*TEXTO FORNECIDO*:
Seguindo a cartilha

Testemunhas de apresentação validam prisão em flagrante

Autor

  • Ravênia Márcia de Oliveira Leite

    Ravênia Márcia de Oliveira Leite é delegada de Polícia Civil em Minas Gerais bacharel em Direito e Administração pela Universidade Federal de Uberlândia pós-graduada em Direito Público pela Universidade Potiguar e em Direito Penal pela Universidade Gama Filho.

2 de dezembro de 2008, 23h00

O Código de Processo Penal assevera que, não havendo testemunhas presenciais, a autoridade policial deverá (grifo nosso) lavrar o auto de prisão em flagrante, utilizando testemunhas de apresentação. Senão vejamos:

“Art. 304 – Apresentado o preso à autoridade competente, ouvirá esta o condutor e as testemunhas que o acompanharam e interrogará o acusado sobre a imputação que Ihe é feita, lavrando-se auto, que será por todos assinado.

§ 1º – Resultando das respostas fundada a suspeita contra o conduzido, a autoridade mandará recolhê-lo à prisão, exceto no caso de livrar-se solto ou de prestar fiança, e prosseguirá nos atos do inquérito ou processo, se para isso for competente; se não o for, enviará os autos à autoridade que o seja.

§ 2º – A falta de testemunhas da infração não impedirá o auto de prisão em flagrante; mas, nesse caso, com o condutor, deverão assiná-lo pelo menos duas pessoas que hajam testemunhado a apresentação do preso à autoridade. (grifo nosso)

§ 3º – Quando o acusado se recusar a assinar, não souber ou não puder fazê-lo, o auto de prisão em flagrante será assinado por duas testemunhas, que Ihe tenham ouvido a leitura na presença do acusado, do condutor e das testemunhas.”

De acordo com a análise de Tales Castelo Branco, a prisão em flagrante é ato estatal de força, classificado como uma modalidade de prisão cautelar de peculiar característica, sob o seguinte raciocínio: “É prisão porque restringe a liberdade humana; é penal porque foi realizada na área penal; é cautelar porque expressa uma precaução, uma cautela do Estado para evitar o perecimento de seus interesses; e é administrativa porque foi lavrada fora da esfera processual, estando, portanto, pelo menos no momento de sua realização, expressando o exercício da atividade administrativa do Estado.”

De fato, deve-se vislumbrar a prisão em flagrante como um procedimento de natureza policial, posto que não resultante de provimento jurisdicional, e que impõe relevante efeito jurídico apesar de seu desenvolvimento na esfera administrativa. Assim, partindo-se da teoria dos atos administrativos, pode-se classificá-lo (o procedimento) como ato complexo quando engloba fases de atuação de distintos órgãos policiais, caracterizado pela convergência na formação da vontade em suas manifestações.

*DADOS REGISTRADOS*:

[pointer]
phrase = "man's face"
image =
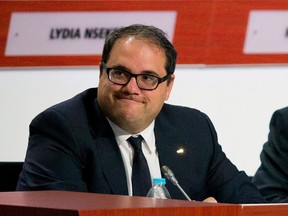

*TAREFAS A REALIZAR*:
• A. Transcreva, do texto sobre prisão em flagrante, o trecho que vai de "De fato, deve-se" até "em suas manifestações.".
• B. Na citação de Tales Castelo Branco presente no texto sobre prisão em flagrante, quais são todas as qualificações atribuídas a essa prisão?
Use somente o texto como fonte, sem recorrer aos dados.

*RESPOSTAS POR TAREFA*:
• A.
De fato, deve-se vislumbrar a prisão em flagrante como um procedimento de natureza policial, posto que não resultante de provimento jurisdicional, e que impõe relevante efeito jurídico apesar de seu desenvolvimento na esfera administrativa. Assim, partindo-se da teoria dos atos administrativos, pode-se classificá-lo (o procedimento) como ato complexo quando engloba fases de atuação de distintos órgãos policiais, caracterizado pela convergência na formação da vontade em suas manifestações.

• B.
- prisão
- penal
- cautelar
- administrativa